Written request
Report every line in the listing below that contains the string "suit", copying each line in full. Matching is case-sensitive.

─── Extracted data ───

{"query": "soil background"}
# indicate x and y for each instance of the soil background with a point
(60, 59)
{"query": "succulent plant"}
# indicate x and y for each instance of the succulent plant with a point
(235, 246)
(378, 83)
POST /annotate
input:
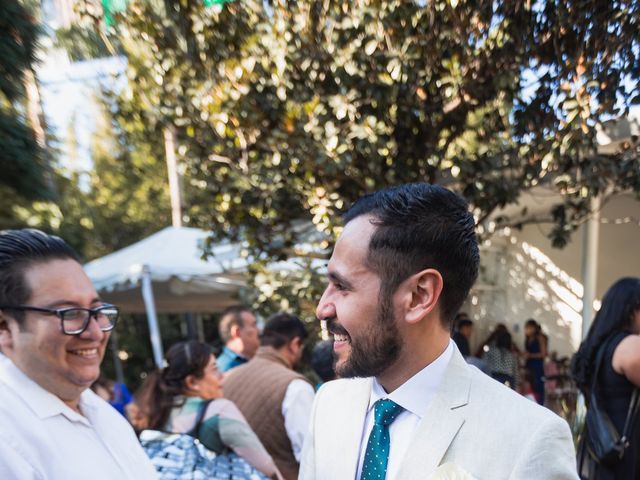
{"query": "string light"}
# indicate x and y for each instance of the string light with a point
(620, 221)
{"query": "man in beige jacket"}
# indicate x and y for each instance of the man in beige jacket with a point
(400, 271)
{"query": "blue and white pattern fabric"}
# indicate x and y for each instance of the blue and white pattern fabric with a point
(179, 456)
(376, 456)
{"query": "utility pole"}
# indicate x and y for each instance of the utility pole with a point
(174, 176)
(590, 243)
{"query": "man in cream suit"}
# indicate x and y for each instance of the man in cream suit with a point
(408, 405)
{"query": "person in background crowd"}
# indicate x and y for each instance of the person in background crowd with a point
(615, 331)
(502, 362)
(490, 340)
(115, 393)
(54, 331)
(274, 398)
(170, 399)
(238, 329)
(322, 361)
(535, 353)
(463, 326)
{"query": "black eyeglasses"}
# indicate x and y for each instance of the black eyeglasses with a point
(75, 320)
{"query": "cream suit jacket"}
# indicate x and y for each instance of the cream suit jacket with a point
(473, 422)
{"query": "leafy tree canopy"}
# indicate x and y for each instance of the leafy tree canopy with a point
(286, 112)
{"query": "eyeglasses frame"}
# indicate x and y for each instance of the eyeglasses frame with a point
(59, 312)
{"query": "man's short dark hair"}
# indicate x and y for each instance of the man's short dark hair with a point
(230, 317)
(20, 249)
(464, 322)
(281, 328)
(421, 226)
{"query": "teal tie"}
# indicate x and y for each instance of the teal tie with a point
(376, 457)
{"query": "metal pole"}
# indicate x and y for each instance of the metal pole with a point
(590, 264)
(117, 363)
(154, 329)
(174, 177)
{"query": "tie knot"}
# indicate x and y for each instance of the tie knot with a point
(386, 411)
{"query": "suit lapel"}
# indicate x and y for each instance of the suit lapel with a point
(441, 423)
(346, 434)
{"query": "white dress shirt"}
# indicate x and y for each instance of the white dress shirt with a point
(414, 396)
(296, 410)
(43, 438)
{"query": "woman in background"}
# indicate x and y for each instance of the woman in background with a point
(615, 330)
(171, 398)
(501, 359)
(535, 345)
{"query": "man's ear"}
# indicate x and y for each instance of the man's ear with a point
(6, 337)
(294, 344)
(423, 291)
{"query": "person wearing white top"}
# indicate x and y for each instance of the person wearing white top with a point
(275, 400)
(53, 332)
(408, 406)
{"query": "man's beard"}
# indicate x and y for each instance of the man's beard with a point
(374, 351)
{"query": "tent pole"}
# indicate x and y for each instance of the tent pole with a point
(590, 264)
(117, 363)
(150, 307)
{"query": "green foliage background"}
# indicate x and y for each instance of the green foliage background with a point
(286, 112)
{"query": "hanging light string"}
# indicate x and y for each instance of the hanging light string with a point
(620, 221)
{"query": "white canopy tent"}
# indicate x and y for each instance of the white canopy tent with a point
(165, 273)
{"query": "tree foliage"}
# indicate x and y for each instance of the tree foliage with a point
(22, 161)
(286, 112)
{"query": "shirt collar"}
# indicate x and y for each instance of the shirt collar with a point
(415, 394)
(44, 404)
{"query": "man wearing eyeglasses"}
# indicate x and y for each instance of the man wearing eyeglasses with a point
(54, 331)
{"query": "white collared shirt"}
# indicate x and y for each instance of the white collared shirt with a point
(414, 396)
(296, 410)
(43, 438)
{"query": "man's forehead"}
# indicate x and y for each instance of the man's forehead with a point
(60, 279)
(351, 250)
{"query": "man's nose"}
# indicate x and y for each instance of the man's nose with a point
(325, 308)
(93, 330)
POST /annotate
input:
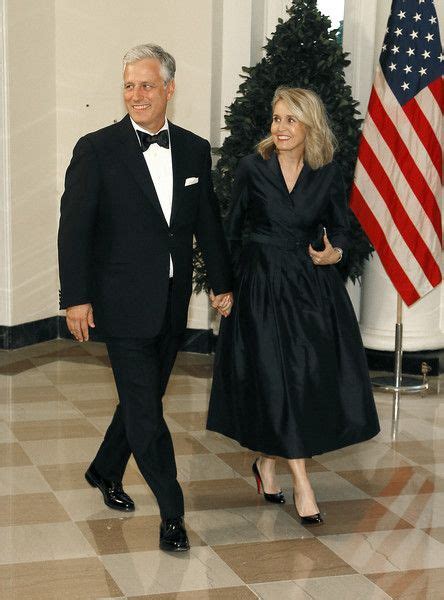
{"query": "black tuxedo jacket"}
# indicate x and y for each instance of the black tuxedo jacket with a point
(114, 242)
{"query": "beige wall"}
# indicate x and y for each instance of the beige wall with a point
(30, 96)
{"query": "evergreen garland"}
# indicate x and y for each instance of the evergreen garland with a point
(301, 53)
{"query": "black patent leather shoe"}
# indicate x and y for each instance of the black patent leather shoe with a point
(311, 519)
(173, 535)
(277, 498)
(113, 494)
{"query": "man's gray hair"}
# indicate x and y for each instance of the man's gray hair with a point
(167, 62)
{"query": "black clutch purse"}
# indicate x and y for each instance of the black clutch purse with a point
(318, 242)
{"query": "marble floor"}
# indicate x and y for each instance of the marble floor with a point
(383, 501)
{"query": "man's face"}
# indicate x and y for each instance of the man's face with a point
(145, 93)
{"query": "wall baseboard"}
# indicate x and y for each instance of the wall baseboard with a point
(203, 341)
(26, 334)
(43, 330)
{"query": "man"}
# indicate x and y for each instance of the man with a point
(135, 194)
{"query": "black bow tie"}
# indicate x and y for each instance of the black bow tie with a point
(160, 138)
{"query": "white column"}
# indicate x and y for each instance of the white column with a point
(5, 199)
(364, 27)
(231, 35)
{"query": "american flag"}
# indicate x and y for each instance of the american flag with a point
(397, 187)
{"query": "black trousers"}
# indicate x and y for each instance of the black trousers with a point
(141, 368)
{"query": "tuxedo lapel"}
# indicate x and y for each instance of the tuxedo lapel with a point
(131, 154)
(178, 152)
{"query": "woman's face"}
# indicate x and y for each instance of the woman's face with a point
(288, 133)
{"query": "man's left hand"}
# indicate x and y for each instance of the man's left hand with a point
(222, 302)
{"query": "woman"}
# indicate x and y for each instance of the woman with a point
(290, 375)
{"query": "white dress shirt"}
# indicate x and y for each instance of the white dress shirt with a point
(160, 166)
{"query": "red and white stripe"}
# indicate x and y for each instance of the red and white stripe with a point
(397, 189)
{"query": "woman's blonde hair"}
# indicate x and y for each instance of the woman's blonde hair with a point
(307, 108)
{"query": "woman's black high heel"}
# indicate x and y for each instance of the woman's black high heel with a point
(310, 520)
(277, 498)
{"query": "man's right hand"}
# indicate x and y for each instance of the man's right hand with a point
(78, 319)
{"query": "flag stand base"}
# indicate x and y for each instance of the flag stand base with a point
(408, 384)
(397, 383)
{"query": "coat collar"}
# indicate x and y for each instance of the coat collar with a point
(274, 168)
(134, 160)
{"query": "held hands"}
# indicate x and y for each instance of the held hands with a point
(78, 319)
(328, 256)
(222, 302)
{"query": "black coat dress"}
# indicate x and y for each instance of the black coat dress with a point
(290, 375)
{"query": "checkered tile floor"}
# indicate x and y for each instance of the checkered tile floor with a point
(383, 502)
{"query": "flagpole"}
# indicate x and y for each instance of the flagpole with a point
(398, 384)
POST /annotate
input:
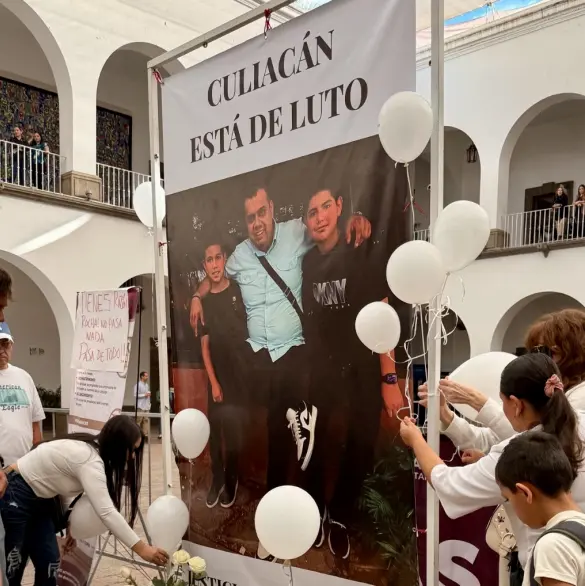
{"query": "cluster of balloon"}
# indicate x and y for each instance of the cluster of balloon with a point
(483, 373)
(417, 270)
(142, 203)
(287, 522)
(167, 520)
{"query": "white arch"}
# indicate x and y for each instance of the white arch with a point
(506, 320)
(52, 51)
(65, 325)
(149, 50)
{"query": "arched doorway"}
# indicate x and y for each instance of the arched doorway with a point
(36, 89)
(123, 141)
(37, 344)
(511, 330)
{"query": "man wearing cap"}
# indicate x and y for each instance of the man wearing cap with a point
(21, 411)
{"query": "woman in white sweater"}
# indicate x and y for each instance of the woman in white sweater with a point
(98, 466)
(560, 335)
(532, 396)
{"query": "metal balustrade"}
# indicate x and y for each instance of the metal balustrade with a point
(25, 166)
(544, 226)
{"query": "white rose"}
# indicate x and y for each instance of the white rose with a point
(181, 557)
(197, 565)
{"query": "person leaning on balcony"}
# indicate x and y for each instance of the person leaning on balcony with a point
(107, 469)
(560, 335)
(40, 148)
(578, 227)
(560, 203)
(18, 156)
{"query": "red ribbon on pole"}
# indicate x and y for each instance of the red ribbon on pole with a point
(267, 23)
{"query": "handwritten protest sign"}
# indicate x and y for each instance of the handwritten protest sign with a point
(101, 331)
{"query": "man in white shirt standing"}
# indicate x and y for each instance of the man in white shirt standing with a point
(142, 396)
(21, 413)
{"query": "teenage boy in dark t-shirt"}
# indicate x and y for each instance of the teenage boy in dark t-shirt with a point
(222, 337)
(338, 281)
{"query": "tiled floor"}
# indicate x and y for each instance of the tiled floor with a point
(108, 572)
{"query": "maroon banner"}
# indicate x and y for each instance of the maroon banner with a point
(464, 557)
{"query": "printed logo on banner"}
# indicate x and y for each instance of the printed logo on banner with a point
(283, 214)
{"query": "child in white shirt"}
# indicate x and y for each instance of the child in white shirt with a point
(535, 476)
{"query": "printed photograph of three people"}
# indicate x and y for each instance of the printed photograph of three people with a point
(268, 271)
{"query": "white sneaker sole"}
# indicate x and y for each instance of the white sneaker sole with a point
(312, 425)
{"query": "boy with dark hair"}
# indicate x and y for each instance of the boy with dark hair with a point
(222, 340)
(339, 279)
(535, 476)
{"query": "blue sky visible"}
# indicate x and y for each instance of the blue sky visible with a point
(481, 12)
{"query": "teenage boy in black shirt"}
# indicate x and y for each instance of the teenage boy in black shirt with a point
(222, 338)
(338, 281)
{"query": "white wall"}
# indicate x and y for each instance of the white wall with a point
(514, 337)
(33, 327)
(552, 148)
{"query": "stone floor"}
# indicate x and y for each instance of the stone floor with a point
(108, 571)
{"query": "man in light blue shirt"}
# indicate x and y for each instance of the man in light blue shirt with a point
(268, 268)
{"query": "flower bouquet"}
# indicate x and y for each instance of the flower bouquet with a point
(183, 570)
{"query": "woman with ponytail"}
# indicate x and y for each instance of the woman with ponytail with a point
(532, 395)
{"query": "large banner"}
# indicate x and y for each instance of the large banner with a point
(464, 557)
(282, 212)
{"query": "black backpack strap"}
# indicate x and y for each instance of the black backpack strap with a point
(572, 529)
(281, 285)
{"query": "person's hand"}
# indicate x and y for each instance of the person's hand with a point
(196, 315)
(216, 393)
(423, 395)
(151, 554)
(462, 394)
(360, 227)
(3, 483)
(409, 432)
(471, 456)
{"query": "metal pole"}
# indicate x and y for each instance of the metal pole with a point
(219, 32)
(434, 343)
(159, 242)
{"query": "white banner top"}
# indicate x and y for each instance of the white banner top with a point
(216, 127)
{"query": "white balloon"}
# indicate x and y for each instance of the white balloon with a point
(287, 522)
(378, 327)
(416, 272)
(405, 126)
(84, 522)
(142, 202)
(461, 233)
(482, 372)
(167, 520)
(190, 432)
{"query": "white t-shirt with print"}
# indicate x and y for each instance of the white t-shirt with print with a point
(558, 557)
(20, 407)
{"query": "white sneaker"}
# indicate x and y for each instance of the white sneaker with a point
(302, 423)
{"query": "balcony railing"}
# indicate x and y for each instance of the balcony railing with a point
(544, 226)
(118, 185)
(26, 166)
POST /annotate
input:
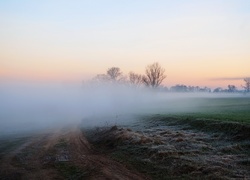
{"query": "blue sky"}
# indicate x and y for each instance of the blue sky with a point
(193, 40)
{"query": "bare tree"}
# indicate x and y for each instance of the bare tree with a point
(154, 75)
(114, 73)
(247, 84)
(135, 79)
(231, 88)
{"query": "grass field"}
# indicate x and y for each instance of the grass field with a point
(233, 109)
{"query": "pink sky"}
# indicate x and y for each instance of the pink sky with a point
(196, 42)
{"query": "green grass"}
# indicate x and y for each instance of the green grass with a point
(224, 109)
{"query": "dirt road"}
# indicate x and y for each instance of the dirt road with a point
(62, 154)
(156, 148)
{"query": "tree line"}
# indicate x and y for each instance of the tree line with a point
(153, 78)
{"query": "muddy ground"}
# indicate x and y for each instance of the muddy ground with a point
(150, 148)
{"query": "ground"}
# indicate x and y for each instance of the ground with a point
(153, 147)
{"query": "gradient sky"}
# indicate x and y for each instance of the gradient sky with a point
(197, 42)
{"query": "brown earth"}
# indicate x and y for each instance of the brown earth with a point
(62, 154)
(142, 150)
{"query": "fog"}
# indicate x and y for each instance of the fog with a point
(28, 107)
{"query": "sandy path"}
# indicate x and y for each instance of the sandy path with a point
(62, 154)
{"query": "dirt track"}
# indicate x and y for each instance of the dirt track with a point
(156, 149)
(64, 154)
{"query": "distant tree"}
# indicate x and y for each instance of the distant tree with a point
(135, 79)
(154, 75)
(247, 84)
(231, 88)
(101, 78)
(113, 74)
(179, 88)
(219, 89)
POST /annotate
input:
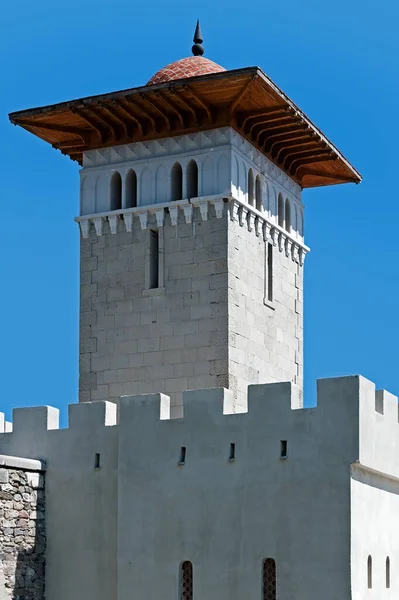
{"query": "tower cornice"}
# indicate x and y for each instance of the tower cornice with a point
(245, 99)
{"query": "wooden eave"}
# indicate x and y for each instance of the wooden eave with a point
(245, 99)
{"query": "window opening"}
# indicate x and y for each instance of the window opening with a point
(269, 272)
(186, 580)
(258, 193)
(269, 579)
(369, 572)
(280, 211)
(232, 454)
(154, 259)
(250, 187)
(288, 215)
(116, 191)
(182, 457)
(283, 449)
(192, 179)
(131, 189)
(176, 182)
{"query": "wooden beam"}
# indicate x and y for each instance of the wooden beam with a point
(128, 112)
(106, 122)
(295, 151)
(272, 132)
(129, 99)
(300, 131)
(265, 121)
(201, 102)
(161, 112)
(185, 104)
(316, 157)
(279, 121)
(90, 121)
(303, 172)
(69, 145)
(244, 117)
(111, 110)
(241, 94)
(82, 133)
(172, 107)
(288, 141)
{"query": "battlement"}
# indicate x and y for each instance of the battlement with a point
(284, 469)
(350, 413)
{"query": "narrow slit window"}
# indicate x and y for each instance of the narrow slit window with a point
(369, 572)
(288, 215)
(131, 189)
(269, 579)
(258, 193)
(283, 449)
(182, 456)
(251, 195)
(116, 191)
(232, 454)
(269, 272)
(154, 259)
(186, 580)
(176, 182)
(192, 179)
(280, 210)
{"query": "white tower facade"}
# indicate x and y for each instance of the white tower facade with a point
(192, 257)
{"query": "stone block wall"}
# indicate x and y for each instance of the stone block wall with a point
(22, 533)
(135, 340)
(266, 333)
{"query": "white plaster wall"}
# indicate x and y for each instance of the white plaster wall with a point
(81, 501)
(223, 157)
(125, 528)
(374, 532)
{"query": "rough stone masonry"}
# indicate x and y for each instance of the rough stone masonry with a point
(22, 534)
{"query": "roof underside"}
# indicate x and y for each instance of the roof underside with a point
(244, 99)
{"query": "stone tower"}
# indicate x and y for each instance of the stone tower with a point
(191, 218)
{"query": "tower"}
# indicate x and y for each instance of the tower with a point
(192, 236)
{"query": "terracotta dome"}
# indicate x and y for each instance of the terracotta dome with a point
(193, 66)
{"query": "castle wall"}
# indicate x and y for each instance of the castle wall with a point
(117, 495)
(22, 529)
(374, 527)
(81, 500)
(375, 496)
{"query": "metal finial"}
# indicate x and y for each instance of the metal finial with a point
(198, 49)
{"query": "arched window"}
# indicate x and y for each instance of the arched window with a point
(288, 215)
(369, 572)
(116, 191)
(269, 579)
(258, 192)
(176, 182)
(192, 179)
(280, 210)
(186, 581)
(251, 187)
(131, 189)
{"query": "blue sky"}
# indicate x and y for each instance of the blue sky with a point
(337, 61)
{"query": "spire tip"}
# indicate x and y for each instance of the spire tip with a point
(198, 49)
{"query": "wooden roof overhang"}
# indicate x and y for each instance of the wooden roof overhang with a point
(245, 99)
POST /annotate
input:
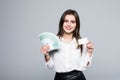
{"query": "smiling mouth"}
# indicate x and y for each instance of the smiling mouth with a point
(68, 28)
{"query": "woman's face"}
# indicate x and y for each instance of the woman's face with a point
(69, 24)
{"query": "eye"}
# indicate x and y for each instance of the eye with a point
(66, 21)
(73, 21)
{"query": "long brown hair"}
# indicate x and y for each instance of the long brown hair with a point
(76, 32)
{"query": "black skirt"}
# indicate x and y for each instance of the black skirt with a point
(73, 75)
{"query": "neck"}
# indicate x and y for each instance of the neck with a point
(68, 37)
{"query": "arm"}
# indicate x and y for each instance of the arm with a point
(87, 58)
(48, 60)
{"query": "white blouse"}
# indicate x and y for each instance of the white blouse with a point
(69, 58)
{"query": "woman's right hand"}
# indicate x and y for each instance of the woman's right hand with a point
(44, 49)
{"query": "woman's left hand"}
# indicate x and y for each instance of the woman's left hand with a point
(90, 47)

───

Output below
{"query": "man in cream suit"}
# indicate x and y for each instance of the man in cream suit with a point
{"query": "cream suit jacket"}
# indicate x and y for each instance of the cream suit jacket with a point
{"query": "suit lapel"}
# indicate x and y for each instance of the suit lapel with a point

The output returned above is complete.